> [REQUIREMENT 1]
In the news article about the treatment center's planned move to the former CVS site, how much did MCCA pay for that building?
> [REQUIREMENT 2]
Pick up the news article about MCCA's move to the former CVS site after its last sentence and continue writing it.

New Haven residents make up three-quarters of the patients served by a substance use disorder treatment center that currently operates out of a rented Whalley Avenue office building — and that plans on moving to the former CVS site at the corner of Whalley and Orchard.
That drug rehab clinic is called Midwestern Connecticut Council of Alcoholism, or MCCA.
Leaders from the organization shared that statistic about its patients among many others in a Tuesday email to Whalley, Dwight, Beaver Hills, Dixwell, and Edgewood neighbors following a recent community meeting about the organization’s recent purchase of and upcoming move to the former pharmacy site.
MCCA purchased the former CVS building at 215 Whalley Ave. in September for $2.5 million with the goal of moving its “abstinence”-focused operations from its current rental office space at 419 Whalley. At the late October community meeting about the move, community leaders who live near the recently-purchased property raised questions about whom exactly MCCA serves — New Haveners, or patients from out of town?
During Tuesday night’s latest regular monthly meeting of the Dwight Community Management Team, which was held online via Zoom, Greater Dwight Development Corporation Executive Director Linda Townsend Maier.reiterated one of those questions when she asked: “I am interested in finding out how many of those clients are from New Haven.” She expressed the concern that MCCA’s presence might have “some negative impact” on the Dwight neighborhood.

> [ENTRIES PROVIDED]
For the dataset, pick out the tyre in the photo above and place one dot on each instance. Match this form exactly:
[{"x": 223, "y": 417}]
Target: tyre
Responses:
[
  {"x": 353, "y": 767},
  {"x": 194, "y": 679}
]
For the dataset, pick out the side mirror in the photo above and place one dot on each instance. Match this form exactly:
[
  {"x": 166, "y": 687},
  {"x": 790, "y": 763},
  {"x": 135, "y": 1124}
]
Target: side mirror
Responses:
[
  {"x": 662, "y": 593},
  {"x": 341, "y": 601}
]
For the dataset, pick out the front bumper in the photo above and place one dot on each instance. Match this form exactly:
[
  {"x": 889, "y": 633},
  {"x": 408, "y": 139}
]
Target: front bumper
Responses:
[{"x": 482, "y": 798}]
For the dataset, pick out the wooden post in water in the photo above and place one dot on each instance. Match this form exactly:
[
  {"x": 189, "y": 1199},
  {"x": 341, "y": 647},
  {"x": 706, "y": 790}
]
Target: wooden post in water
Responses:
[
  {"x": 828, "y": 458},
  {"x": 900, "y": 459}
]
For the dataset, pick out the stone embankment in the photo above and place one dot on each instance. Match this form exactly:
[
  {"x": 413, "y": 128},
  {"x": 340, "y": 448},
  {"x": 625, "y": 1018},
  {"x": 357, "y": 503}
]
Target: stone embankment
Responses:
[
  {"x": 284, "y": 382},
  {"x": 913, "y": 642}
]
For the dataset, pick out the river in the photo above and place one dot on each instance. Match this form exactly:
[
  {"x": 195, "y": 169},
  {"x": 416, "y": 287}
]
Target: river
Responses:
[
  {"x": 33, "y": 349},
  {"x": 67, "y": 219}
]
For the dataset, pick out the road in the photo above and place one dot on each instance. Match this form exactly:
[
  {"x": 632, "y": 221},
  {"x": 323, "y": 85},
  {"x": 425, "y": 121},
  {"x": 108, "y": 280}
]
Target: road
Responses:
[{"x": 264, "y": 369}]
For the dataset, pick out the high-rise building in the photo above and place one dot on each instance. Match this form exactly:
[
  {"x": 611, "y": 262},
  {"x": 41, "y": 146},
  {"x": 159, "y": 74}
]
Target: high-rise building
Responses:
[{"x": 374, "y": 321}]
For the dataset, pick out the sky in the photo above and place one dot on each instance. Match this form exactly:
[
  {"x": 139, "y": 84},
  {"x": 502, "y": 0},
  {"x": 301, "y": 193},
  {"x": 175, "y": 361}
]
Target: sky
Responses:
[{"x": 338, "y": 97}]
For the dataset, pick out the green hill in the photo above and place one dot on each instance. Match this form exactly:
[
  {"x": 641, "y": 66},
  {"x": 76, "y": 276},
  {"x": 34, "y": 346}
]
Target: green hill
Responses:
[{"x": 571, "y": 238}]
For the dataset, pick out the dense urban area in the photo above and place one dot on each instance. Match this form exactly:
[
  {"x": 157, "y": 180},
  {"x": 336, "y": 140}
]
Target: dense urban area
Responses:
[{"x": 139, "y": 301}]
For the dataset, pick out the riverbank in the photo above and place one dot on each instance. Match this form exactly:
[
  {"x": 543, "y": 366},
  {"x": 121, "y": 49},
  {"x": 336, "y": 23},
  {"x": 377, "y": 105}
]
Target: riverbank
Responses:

> [RESULT 1]
$2.5 million.

> [RESULT 2]
Townsend and other neighbors’ concerns spoke to a perception that many New Haven treatment centers primarily draw suburban clients rather than directly serving the residents of New Haven neighborhoods.
MCCA rebutted this sentiment with a host of demographic data about its current 419 Whalley Ave. clinic that it sent by email on Tuesday.
Included in that data-heavy email, which can be read in full here, were the following stats:
- 139 of MCCA’s 177 “intensive outpatients” are from New Haven, and 180 of its 249 “regular outpatients” are from New Haven, meaning that 75 percent of its total clientele for its current Whalley Avenue office are from New Haven;
- 50 percent of MCCA’s patients are Black, while 28 percent are white, and 18 percent identify as Hispanic;
- Throughout September, the number of clients who came in and out of the current Whalley Avenue building per day ranged from 1 to 134;
- The times of day with the highest traffic in and out of the center are between 9 and 9:15 a.m. as well as between 12:35 and 12:45 p.m., right before and after the Intensive Outpatient Program meetings on Mondays, Wednesdays, and Thursdays.
The organization also responded to a question about the coordination of traffic flow: “MCCA will be hiring a traffic engineer to evaluate this and will work with the City when applying for a site plan approval.”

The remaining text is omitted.